What is asked =
Update the lines between the ones holding "# trace the outline of every instance of the sky" and "POLYGON ((0 303, 804", inclusive, by putting "clouds" in place of "sky" everywhere and changing nothing else. Return only those lines.

Information provided =
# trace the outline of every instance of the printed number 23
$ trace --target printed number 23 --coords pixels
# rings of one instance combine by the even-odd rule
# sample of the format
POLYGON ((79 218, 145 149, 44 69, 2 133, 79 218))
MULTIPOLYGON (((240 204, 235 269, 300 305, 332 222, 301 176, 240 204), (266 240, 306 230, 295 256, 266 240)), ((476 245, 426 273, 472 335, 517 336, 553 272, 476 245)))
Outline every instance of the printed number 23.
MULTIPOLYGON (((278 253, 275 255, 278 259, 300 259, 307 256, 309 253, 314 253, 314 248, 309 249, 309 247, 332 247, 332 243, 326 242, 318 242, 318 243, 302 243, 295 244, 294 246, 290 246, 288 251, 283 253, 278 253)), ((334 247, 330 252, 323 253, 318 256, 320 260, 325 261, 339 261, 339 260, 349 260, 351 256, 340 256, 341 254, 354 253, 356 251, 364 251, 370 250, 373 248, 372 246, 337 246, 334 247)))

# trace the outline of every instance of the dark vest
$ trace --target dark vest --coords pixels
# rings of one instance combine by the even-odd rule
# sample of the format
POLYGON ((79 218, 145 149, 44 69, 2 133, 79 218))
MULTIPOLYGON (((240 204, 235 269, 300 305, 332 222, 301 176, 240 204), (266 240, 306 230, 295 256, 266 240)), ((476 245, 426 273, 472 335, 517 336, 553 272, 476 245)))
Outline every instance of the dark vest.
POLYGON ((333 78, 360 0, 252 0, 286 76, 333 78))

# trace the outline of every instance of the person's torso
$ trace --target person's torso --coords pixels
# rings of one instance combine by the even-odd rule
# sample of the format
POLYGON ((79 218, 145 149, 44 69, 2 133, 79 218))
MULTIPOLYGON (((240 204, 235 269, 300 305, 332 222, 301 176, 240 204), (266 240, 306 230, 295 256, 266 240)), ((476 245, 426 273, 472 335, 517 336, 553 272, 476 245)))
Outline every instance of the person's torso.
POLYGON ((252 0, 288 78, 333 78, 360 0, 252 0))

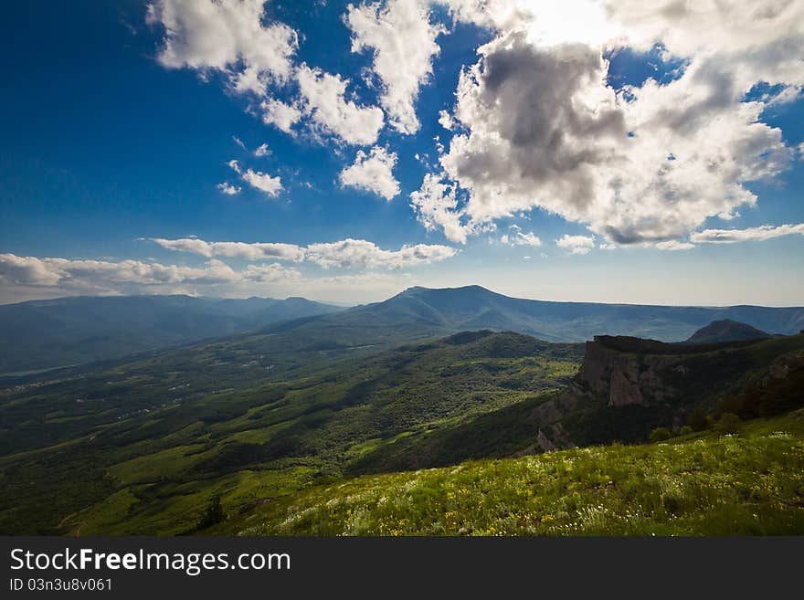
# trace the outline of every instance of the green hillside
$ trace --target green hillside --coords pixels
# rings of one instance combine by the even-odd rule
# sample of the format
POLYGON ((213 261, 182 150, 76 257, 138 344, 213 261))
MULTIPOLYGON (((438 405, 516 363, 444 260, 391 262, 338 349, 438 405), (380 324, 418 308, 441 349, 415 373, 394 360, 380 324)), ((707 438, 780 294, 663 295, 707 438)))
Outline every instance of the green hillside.
POLYGON ((247 535, 804 534, 804 413, 736 435, 363 477, 235 515, 247 535))
POLYGON ((303 298, 111 296, 0 306, 0 374, 119 359, 341 310, 303 298))
POLYGON ((5 390, 0 531, 189 532, 216 494, 240 510, 407 437, 537 402, 582 353, 480 332, 304 369, 221 366, 210 351, 5 390))
POLYGON ((717 343, 720 342, 737 342, 739 340, 764 340, 771 337, 762 330, 751 327, 731 319, 713 321, 693 333, 687 343, 717 343))
MULTIPOLYGON (((482 477, 499 479, 501 487, 495 491, 492 482, 484 484, 483 493, 506 507, 513 500, 505 495, 514 488, 527 492, 515 479, 505 483, 504 466, 541 463, 490 459, 573 445, 642 444, 655 427, 709 429, 726 417, 764 418, 804 405, 804 335, 700 347, 602 336, 585 347, 480 331, 349 352, 312 349, 302 336, 283 352, 285 342, 292 345, 280 333, 240 336, 29 378, 0 390, 0 532, 245 531, 253 525, 252 515, 266 514, 265 522, 271 522, 280 518, 275 511, 312 501, 315 494, 365 481, 393 489, 395 482, 407 485, 407 471, 454 469, 472 460, 492 469, 482 477), (493 470, 495 465, 503 470, 493 470), (359 479, 365 476, 371 477, 359 479), (322 491, 327 486, 334 487, 322 491), (244 520, 249 523, 238 524, 244 520)), ((717 479, 717 465, 732 468, 731 454, 754 461, 733 465, 742 478, 736 480, 751 480, 770 494, 772 501, 758 505, 757 514, 766 520, 762 532, 775 532, 782 531, 782 521, 775 521, 774 506, 780 505, 774 499, 784 503, 799 493, 784 495, 798 485, 800 469, 798 450, 790 447, 778 454, 772 441, 790 438, 757 437, 752 427, 759 423, 747 422, 745 435, 734 442, 704 434, 703 443, 714 440, 712 459, 699 457, 694 446, 679 450, 690 454, 678 459, 704 478, 694 479, 693 488, 717 479), (748 439, 754 441, 745 446, 748 439), (698 458, 703 462, 696 463, 698 458), (772 478, 742 475, 752 469, 772 478), (779 496, 779 489, 788 491, 779 496)), ((774 425, 770 431, 784 429, 796 437, 798 423, 774 425)), ((633 511, 640 503, 648 506, 651 481, 667 468, 675 472, 670 450, 653 455, 646 448, 548 456, 579 459, 592 453, 595 461, 608 465, 613 481, 631 477, 618 471, 618 464, 633 463, 628 467, 635 469, 633 489, 612 500, 620 507, 631 502, 633 511)), ((473 464, 460 468, 473 469, 473 464)), ((587 467, 590 472, 602 468, 587 467)), ((568 468, 565 471, 555 483, 555 499, 573 498, 576 489, 587 485, 585 479, 574 482, 568 468)), ((437 489, 424 489, 428 510, 440 510, 437 489)), ((483 506, 477 495, 472 502, 483 506)), ((683 506, 692 519, 693 504, 683 506)), ((711 507, 706 514, 713 514, 711 507)), ((479 523, 477 531, 491 531, 479 523)), ((497 527, 489 521, 492 526, 497 527)))

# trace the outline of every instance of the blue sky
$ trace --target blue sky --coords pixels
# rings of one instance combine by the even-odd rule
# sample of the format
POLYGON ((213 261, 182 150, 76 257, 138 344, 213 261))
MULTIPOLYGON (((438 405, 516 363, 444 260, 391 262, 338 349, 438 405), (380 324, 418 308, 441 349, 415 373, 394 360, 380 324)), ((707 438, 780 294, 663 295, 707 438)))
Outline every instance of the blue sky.
POLYGON ((735 33, 716 14, 651 30, 628 2, 577 23, 537 2, 518 20, 493 2, 206 4, 0 9, 0 301, 477 283, 804 304, 804 68, 752 58, 804 47, 795 6, 757 24, 735 3, 735 33), (291 37, 249 33, 271 27, 291 37), (237 89, 249 66, 257 88, 237 89), (297 120, 264 122, 265 102, 297 120))

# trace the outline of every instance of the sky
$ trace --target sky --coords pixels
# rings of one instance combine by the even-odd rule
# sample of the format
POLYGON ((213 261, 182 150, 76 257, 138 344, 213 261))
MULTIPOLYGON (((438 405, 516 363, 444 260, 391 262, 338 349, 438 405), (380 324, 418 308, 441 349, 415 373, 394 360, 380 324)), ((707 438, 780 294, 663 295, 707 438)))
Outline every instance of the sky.
POLYGON ((0 303, 804 305, 797 0, 0 14, 0 303))

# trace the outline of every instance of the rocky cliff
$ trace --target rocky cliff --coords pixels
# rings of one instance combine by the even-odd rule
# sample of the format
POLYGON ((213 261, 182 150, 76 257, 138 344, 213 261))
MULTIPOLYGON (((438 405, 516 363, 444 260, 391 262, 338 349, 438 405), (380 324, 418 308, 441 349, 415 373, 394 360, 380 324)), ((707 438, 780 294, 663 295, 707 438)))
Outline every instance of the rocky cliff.
POLYGON ((749 386, 769 391, 800 374, 802 347, 802 335, 711 344, 596 336, 572 383, 528 421, 545 451, 644 439, 655 426, 678 429, 695 405, 713 408, 749 386))

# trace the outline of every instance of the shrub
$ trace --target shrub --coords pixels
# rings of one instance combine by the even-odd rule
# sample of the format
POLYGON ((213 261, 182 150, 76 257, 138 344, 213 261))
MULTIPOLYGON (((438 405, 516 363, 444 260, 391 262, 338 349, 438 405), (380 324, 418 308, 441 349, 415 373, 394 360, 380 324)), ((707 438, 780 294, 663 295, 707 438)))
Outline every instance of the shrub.
POLYGON ((693 428, 693 431, 704 431, 709 426, 706 411, 701 406, 695 406, 687 416, 687 425, 693 428))
POLYGON ((740 426, 740 417, 734 413, 724 413, 720 416, 720 420, 714 424, 714 430, 721 434, 735 434, 740 426))
POLYGON ((223 511, 223 506, 220 504, 220 496, 213 496, 209 499, 209 503, 206 505, 206 511, 204 511, 204 514, 198 521, 196 529, 202 530, 217 525, 225 521, 226 517, 226 512, 223 511))
POLYGON ((656 442, 663 442, 671 437, 672 437, 672 434, 668 431, 667 427, 656 427, 651 432, 651 435, 648 436, 648 441, 651 444, 655 444, 656 442))

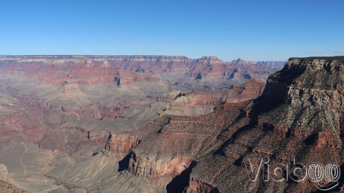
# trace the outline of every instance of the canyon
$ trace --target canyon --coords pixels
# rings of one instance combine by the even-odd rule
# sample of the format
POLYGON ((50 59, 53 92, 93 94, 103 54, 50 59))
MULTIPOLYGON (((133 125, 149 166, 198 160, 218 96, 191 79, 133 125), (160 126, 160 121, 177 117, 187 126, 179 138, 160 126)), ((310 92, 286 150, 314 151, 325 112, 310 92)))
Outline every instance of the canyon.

Completed task =
# trace the outline of every instance of the clouds
$ trace --target clouds --coords pixels
# rings of one instance combine by the even-odd rule
# sample of the format
POLYGON ((213 261, 182 150, 76 257, 138 344, 213 261))
MULTIPOLYGON (((438 405, 516 363, 444 260, 391 262, 338 349, 438 405), (380 324, 418 308, 441 349, 415 373, 394 360, 380 324)), ((707 438, 780 294, 663 295, 707 438)))
Outline every instance of the clouds.
POLYGON ((0 303, 804 305, 797 0, 0 14, 0 303))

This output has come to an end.